# [BRANO DA LEGGERE]
◇ ◇ ◇ ◇ ◇ ◇ ◇
Di lui non so più niente. Dopo quella festa, però, cambiai decisamente
vita. Tagliai i capelli cortissimi, così come li porto ora e non ci
furono più feste, per lo meno di quelle tradizionali con tanto di giradischi,
sigarette, malinconia e solitudine.
Di tutto quello che andava succedendo in Francia e in America m’era
arrivato solo l’eco nel film Fragole e sangue e qualche immagine hippy
mediata per lo più dai Beatles. Il resto era solitudine e dolore. Di
studiare non se ne parlava proprio, io ero tutta impegnata ad uscire dalla
mia mota psicologica e familiare. Appena provavo a uscirne per respirare,
c’era qualcuno che provvedeva a mettermi una mano sulla testa e a risprofondarmi
due palmi sotto il livello di guardia. Mia madre piangeva, mio padre gridava. Lui gridava sempre per abitudine,
perché pensava che a essere maleducato e prepotente si potevano ottenere
cose che la gentilezza (roba da donne, esseri sottosviluppati) non sarebbe
stato in grado di ottenere. Lei piangeva sempre, perché era l’unico
modo di farlo smettere di gridare. Poi si vendicava tacendo per intere settimane,
qualche volta mesi. Devo dire che quella del tacere è un’ottima
tattica. Ogni tanto la uso anch’io!
Fu in quel periodo che smisi di avere paura di lui. Non c’era tutto
sommato nessuna ragione per smettere di avere paura dell’orco, ma io
smisi. Penso che si trattò fondamentalmente di una reazione ormonale.
Smisi di avere paura di lui e di tutti gli altri prepotenti che mi circondavano.
Avevo già cominciato a mettere tutto in discussione nel vero senso
della parola, ovvero discutevo tutto quello che mi veniva detto da maestri,
professori, genitori, adulti in genere, ma anche amici, parenti, compagni
di scuola della mia età, riuscendo solo a diventare più antipatica
di quello che già ero di mio per via della mia circonferenza massima
e dei miei atteggiamenti che la psicologia ora descriverebbe come caratteriali.
◇ ◇ ◇ ◇ ◇ ◇ ◇
# [MATERIALE FORNITO]
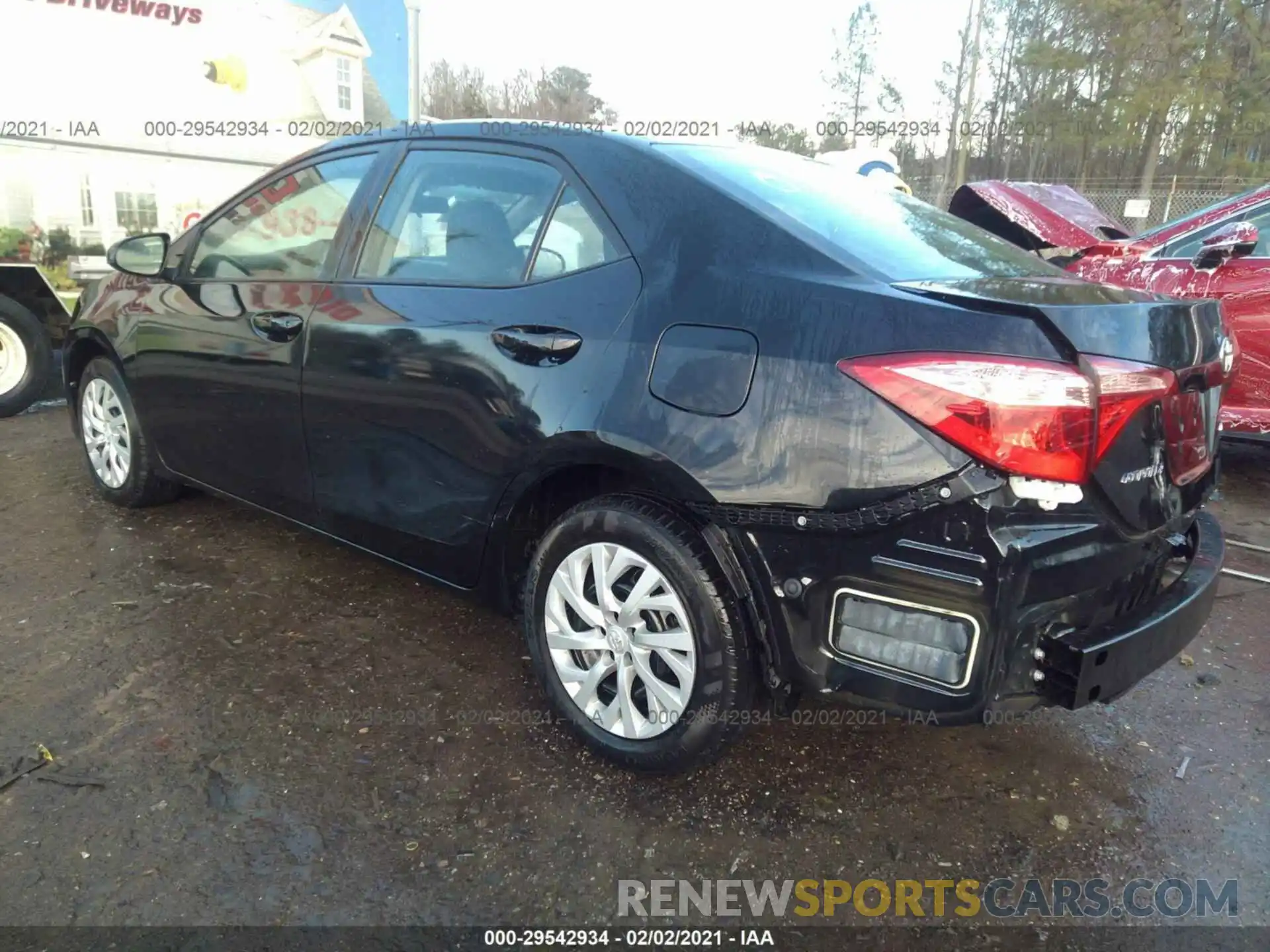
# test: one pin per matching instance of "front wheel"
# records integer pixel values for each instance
(120, 460)
(636, 637)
◇ ◇ ◇ ◇ ◇ ◇ ◇
# [CONSEGNA A]
Secondo il brano, attraverso quale film era arrivata l'eco di ciò che succedeva in Francia e in America?
# [CONSEGNA B]
Riporta parola per parola la parte del brano che comincia con "Fu in quel periodo" e prosegue fino a "che mi circondavano.".
Le righe non hanno alcun ruolo in questo lavoro.

# [SPAZIO RISPOSTA A]
Attraverso il film Fragole e sangue.

# [SPAZIO RISPOSTA B]
Fu in quel periodo che smisi di avere paura di lui. Non c’era tutto
sommato nessuna ragione per smettere di avere paura dell’orco, ma io
smisi. Penso che si trattò fondamentalmente di una reazione ormonale.
Smisi di avere paura di lui e di tutti gli altri prepotenti che mi circondavano.